Your task: Every entry here needs to be repeated exactly.
####################
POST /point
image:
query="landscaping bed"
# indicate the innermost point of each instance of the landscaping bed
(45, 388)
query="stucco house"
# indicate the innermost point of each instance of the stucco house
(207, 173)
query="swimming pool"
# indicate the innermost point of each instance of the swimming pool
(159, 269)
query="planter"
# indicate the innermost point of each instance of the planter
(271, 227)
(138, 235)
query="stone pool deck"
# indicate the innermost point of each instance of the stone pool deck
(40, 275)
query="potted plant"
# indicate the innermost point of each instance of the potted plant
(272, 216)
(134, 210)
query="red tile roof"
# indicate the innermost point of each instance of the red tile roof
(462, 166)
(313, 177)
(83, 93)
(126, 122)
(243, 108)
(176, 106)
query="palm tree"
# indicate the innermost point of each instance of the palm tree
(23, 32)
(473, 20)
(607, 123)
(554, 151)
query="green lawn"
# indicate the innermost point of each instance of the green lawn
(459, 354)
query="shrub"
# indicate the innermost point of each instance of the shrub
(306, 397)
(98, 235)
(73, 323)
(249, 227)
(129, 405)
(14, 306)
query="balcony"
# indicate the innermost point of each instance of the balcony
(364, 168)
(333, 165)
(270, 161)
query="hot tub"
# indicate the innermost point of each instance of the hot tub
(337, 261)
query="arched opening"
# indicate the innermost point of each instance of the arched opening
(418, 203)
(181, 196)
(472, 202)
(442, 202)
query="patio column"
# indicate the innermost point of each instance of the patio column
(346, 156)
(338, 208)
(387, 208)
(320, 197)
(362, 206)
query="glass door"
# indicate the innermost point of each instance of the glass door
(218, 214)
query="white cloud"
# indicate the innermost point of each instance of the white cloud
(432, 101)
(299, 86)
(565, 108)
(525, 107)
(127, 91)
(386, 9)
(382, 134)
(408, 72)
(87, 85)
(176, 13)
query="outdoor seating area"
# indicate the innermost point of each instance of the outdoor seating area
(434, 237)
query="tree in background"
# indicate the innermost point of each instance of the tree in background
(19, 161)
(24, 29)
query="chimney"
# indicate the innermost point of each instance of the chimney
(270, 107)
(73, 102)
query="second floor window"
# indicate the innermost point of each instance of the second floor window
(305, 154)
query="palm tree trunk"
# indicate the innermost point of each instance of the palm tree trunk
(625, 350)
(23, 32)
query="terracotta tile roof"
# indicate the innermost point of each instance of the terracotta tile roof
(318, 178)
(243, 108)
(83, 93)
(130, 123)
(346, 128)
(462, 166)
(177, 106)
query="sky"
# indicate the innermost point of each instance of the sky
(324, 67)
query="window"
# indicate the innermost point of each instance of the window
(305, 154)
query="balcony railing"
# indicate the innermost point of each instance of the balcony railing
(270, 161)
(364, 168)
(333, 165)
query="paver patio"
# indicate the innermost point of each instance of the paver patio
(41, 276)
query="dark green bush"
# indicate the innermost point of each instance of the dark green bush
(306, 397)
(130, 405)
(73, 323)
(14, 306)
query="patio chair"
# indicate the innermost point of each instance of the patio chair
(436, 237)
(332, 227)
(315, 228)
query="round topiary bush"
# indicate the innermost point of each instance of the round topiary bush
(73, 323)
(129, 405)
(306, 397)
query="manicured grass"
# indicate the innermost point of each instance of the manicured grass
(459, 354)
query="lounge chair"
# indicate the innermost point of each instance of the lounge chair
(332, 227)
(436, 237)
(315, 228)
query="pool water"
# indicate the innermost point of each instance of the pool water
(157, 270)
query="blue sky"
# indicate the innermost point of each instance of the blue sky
####################
Task response:
POST /point
image:
query="landscaping bed"
# indicate the innermost point of each instance of the landscaping bed
(45, 388)
query="stucco house"
# indicate the innermost point of each instance of the stucco house
(207, 173)
query="swimming pool"
# indicate the innermost point of each instance of the swimming pool
(159, 269)
query="planter"
# indicate the innermost point of each instance of the planter
(271, 227)
(138, 235)
query="stone pool deck"
# indicate the innermost point of each instance of the stone pool deck
(40, 275)
query="potted plant"
# indicate the innermost point of each instance of the potted plant
(272, 216)
(134, 210)
query="red tile roof"
# indicate the innermost point of each instance of the red tile roof
(462, 166)
(313, 177)
(83, 93)
(126, 122)
(243, 108)
(176, 106)
query="palm tree"
# indicate the innermost point of each instance of the palm tree
(23, 32)
(473, 20)
(607, 123)
(554, 151)
query="green lawn"
# indicate the innermost point of each instance of the green lawn
(459, 354)
query="shrub"
# indicate the innermost point of each instance of the shrub
(306, 397)
(98, 235)
(73, 323)
(249, 227)
(129, 405)
(14, 306)
query="balcony"
# indicate the innermost point of each instance of the balcony
(364, 168)
(333, 165)
(270, 161)
query="hot tub"
# indicate the innermost point of each instance of the hot tub
(337, 261)
query="arched opening"
# indicate the innermost point of each instance of the arched opening
(418, 203)
(181, 196)
(472, 202)
(442, 202)
query="patio column"
# indicate the innermost point of each instance of the patio column
(346, 156)
(338, 208)
(387, 208)
(320, 197)
(362, 206)
query="glass door"
# indicate the innermost point of each instance of the glass door
(218, 214)
query="white cloud"
# indicate the innermost point of each instance of the white cloud
(432, 101)
(299, 86)
(565, 108)
(525, 107)
(127, 91)
(386, 9)
(382, 134)
(408, 72)
(87, 85)
(176, 13)
query="outdoor seating area"
# indicate the innermost point of each instance of the outdoor seating area
(434, 237)
query="tree in background"
# indicate the innermost point of each instance of the tree in background
(19, 161)
(24, 29)
query="chimney"
# indicate the innermost point of each instance of the chimney
(270, 107)
(73, 102)
query="second floor window"
# indicate the innermost point of each instance of the second floor window
(305, 154)
query="palm tree trunk"
# indicate the innermost point of each instance of the palm tree trunk
(625, 350)
(23, 32)
query="terracotta tile roof"
# indicate the innermost point of each instance of the terracotta tile roof
(318, 178)
(243, 108)
(83, 93)
(130, 123)
(346, 128)
(462, 166)
(177, 106)
query="sky"
# indicate the innermost point of each instance of the sky
(324, 67)
query="window"
# indicate the innermost point of each instance of the window
(305, 154)
query="balcony railing"
# indicate the innermost point of each instance of the balcony railing
(270, 161)
(364, 168)
(333, 165)
query="paver patio"
# indicate the innermost point of each instance of the paver patio
(41, 276)
query="dark green bush"
# indicate the innermost point of each instance of the dark green bush
(306, 397)
(130, 405)
(73, 323)
(14, 306)
query="patio chair"
# indicate the innermost point of each instance of the patio chair
(436, 237)
(332, 227)
(315, 228)
query="round topiary bush"
# indicate the innermost point of each instance of the round topiary bush
(73, 323)
(129, 405)
(306, 397)
query="manicured grass"
# indicate the innermost point of each instance of the manicured grass
(459, 354)
query="lounge chair"
# indicate the innermost point of each instance of the lounge chair
(332, 227)
(436, 237)
(315, 228)
query="pool water"
# indicate the innermost point of each instance of the pool water
(157, 270)
query="blue sky"
# indicate the innermost point of each instance of the blue sky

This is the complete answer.